Goals:
1. Transcribe the comment on Mafia organization charts from "A soldier might" to "to the street.", word for word.
2. Summarize the comment on Mafia organization charts in two sentences.

Page:

--- begin ---

A true operational chart would be visually even more chaotic and difficult to chart accurately with many overlapping and criss-crossing lines. Easier to chart out the relationships and operating hierarchy of a specific racket or operation like the government did in the Pizza Connection case but that too isn't black and white. Your chart on the right is good at explaining that the organization doesn't always reflect rackets/streets which I think was your main point.

A soldier might be represented by a captain who has no involvement with him on a practical level while the soldier could have a piece of a numbers operation with the captain of another crew, own a restaurant with a member of another Family, and have a closer relationship to someone else's associate than the made members of his own crew. Yet his captain would be the one who sits down for him if there's a problem in any of those arrangements. Then in five years it could all change and he's partners with someone else, involved in a different business, and assigned directly to the boss acting as his liaison to the street.

I've always liked when charts place the consigliere off to the side of the admin with a dotted line rather than putting him as part of the top-down pyramid. Consigliere can be something of an equal or more to the boss in some Families and in others he might be part of the top-down pecking order or the "number 3". Then you have Massino who said when he was promoted to underboss he was told it was the "number 3" because the consigliere Cannone was considered "number two". Good thing it wasn't Chicago, as people might think they had a formal position called "number 2" within a completely unique hierarchy.

--- end ---

Records shown:

--- begin ---

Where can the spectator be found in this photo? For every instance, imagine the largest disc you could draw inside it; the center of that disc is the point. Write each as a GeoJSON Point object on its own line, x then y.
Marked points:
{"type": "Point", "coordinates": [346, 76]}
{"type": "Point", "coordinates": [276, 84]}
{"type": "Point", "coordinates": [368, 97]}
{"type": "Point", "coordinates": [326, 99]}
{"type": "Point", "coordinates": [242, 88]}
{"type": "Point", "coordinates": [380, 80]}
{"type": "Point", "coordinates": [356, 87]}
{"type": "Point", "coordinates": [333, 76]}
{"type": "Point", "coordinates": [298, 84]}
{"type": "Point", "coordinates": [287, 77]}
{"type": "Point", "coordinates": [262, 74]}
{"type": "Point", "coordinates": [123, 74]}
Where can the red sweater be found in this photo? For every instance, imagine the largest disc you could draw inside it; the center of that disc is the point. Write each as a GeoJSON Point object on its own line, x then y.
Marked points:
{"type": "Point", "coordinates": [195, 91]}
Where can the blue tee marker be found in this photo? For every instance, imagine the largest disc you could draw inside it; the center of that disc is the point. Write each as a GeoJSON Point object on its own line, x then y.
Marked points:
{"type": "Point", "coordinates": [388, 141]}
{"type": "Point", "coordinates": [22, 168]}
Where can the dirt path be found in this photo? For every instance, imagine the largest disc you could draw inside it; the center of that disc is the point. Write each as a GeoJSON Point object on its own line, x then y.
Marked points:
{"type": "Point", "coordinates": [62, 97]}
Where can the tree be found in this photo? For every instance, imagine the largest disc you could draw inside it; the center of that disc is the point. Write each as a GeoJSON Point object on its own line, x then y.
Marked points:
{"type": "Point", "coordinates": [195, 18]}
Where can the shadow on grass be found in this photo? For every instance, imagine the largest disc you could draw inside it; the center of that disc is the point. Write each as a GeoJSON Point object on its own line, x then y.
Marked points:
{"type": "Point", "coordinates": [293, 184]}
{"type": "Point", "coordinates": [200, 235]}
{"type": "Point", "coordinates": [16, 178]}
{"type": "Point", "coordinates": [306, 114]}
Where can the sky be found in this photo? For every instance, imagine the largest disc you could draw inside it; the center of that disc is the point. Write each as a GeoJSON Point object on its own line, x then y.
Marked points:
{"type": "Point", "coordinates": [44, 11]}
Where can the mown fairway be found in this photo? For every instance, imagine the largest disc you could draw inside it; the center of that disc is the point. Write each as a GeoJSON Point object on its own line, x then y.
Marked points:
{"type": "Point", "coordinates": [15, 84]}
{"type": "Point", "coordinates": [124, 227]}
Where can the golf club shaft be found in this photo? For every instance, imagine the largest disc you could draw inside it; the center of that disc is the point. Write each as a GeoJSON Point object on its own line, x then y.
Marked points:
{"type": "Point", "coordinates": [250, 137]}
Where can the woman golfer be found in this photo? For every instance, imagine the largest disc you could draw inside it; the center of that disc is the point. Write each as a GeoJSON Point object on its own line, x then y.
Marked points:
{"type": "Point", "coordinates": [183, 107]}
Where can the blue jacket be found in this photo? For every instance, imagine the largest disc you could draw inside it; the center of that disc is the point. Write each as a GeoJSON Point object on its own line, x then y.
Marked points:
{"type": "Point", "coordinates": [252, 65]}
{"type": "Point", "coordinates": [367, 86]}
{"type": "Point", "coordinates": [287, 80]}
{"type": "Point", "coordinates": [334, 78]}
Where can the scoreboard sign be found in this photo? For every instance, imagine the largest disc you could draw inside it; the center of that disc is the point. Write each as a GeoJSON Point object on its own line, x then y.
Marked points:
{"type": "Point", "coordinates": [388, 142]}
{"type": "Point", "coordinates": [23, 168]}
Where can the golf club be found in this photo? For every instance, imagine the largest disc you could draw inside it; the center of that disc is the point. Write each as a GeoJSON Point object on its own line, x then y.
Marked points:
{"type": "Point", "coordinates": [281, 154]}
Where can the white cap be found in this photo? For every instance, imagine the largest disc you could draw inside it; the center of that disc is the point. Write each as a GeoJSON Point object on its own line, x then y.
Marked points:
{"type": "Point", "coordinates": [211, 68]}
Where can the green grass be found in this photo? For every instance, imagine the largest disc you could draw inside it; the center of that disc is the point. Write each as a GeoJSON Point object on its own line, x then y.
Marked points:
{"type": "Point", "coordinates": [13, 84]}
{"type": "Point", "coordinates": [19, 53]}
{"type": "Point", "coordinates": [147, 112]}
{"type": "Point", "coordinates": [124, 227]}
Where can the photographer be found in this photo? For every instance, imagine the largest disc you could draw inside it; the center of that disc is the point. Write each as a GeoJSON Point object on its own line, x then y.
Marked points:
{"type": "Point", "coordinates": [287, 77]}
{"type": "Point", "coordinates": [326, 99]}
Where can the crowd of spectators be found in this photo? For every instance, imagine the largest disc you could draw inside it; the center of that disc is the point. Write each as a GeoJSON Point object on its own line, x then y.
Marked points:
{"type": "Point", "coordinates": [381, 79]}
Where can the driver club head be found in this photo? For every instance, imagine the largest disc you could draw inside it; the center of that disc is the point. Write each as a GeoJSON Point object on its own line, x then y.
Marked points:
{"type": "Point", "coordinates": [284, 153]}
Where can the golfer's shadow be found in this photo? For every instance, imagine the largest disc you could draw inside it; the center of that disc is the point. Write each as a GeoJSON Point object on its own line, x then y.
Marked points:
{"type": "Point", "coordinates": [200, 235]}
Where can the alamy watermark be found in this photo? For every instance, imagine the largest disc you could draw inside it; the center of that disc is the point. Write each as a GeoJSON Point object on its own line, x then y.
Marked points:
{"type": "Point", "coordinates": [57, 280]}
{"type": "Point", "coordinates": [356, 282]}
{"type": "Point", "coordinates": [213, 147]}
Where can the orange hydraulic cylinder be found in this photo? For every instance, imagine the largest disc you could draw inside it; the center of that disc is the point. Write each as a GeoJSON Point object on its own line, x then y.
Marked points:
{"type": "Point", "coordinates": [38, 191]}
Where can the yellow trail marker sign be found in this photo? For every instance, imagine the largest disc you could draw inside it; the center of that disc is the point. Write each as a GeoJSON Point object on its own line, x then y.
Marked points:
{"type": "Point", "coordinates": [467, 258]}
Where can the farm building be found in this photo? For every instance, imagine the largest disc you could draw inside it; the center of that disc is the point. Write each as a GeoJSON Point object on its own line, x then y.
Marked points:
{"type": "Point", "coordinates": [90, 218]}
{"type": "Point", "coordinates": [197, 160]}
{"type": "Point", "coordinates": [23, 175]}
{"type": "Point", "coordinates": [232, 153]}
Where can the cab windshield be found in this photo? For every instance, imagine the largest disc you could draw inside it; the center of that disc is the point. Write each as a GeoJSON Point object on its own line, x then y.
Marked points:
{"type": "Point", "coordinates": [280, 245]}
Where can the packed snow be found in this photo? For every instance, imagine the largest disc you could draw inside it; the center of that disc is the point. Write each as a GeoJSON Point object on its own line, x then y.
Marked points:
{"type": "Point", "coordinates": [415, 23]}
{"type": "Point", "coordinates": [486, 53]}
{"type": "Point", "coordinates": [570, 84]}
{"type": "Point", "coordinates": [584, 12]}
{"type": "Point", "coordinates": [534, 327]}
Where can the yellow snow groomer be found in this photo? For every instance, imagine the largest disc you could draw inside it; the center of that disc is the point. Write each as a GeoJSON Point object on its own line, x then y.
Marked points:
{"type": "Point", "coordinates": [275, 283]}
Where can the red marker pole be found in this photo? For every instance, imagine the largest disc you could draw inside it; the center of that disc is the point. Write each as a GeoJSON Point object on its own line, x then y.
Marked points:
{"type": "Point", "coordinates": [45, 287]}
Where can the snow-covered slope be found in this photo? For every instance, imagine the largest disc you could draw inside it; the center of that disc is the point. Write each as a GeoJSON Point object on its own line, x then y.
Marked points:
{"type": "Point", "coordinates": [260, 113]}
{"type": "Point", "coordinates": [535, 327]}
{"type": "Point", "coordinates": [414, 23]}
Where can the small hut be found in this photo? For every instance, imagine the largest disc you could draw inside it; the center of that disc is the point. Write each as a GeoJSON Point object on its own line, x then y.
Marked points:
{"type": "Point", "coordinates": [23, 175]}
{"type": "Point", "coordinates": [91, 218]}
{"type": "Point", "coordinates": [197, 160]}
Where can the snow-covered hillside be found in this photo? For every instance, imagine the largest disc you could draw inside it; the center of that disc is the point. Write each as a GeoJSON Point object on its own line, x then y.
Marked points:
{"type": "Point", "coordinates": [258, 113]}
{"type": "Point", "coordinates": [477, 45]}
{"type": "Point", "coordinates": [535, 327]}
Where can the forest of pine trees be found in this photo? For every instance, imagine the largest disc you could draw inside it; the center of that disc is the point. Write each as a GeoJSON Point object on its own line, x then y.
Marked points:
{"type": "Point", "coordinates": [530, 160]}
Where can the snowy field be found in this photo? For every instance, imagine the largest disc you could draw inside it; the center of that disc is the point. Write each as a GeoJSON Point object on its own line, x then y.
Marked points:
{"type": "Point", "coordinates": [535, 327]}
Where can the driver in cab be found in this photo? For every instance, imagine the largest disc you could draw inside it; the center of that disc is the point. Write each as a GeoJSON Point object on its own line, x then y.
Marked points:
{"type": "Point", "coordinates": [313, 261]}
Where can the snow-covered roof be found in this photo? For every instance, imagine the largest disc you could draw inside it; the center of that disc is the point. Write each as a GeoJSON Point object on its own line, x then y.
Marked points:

--- end ---

Results in order:
1.
A soldier might be represented by a captain who has no involvement with him on a practical level while the soldier could have a piece of a numbers operation with the captain of another crew, own a restaurant with a member of another Family, and have a closer relationship to someone else's associate than the made members of his own crew. Yet his captain would be the one who sits down for him if there's a problem in any of those arrangements. Then in five years it could all change and he's partners with someone else, involved in a different business, and assigned directly to the boss acting as his liaison to the street.

2. A true operational chart would be chaotic, because a soldier's business ties and relationships can cross crews and Families while his captain still sits down for him, and these arrangements can change within a few years. The writer likes charts that place the consigliere off to the side with a dotted line and notes that his standing relative to the boss varies by Family, as Massino's account of being told the underboss was "number 3" shows.